--- Begin Records to use ---

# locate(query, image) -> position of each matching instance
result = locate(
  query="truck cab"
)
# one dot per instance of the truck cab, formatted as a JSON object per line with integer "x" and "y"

--- End Records to use ---

Task - Copy out the entire listing above, reproducing every line without any change.

Solution -
# locate(query, image) -> position of each matching instance
result = locate(
  query="truck cab"
)
# one dot per instance of the truck cab, formatted as a JSON object per line with integer "x" and "y"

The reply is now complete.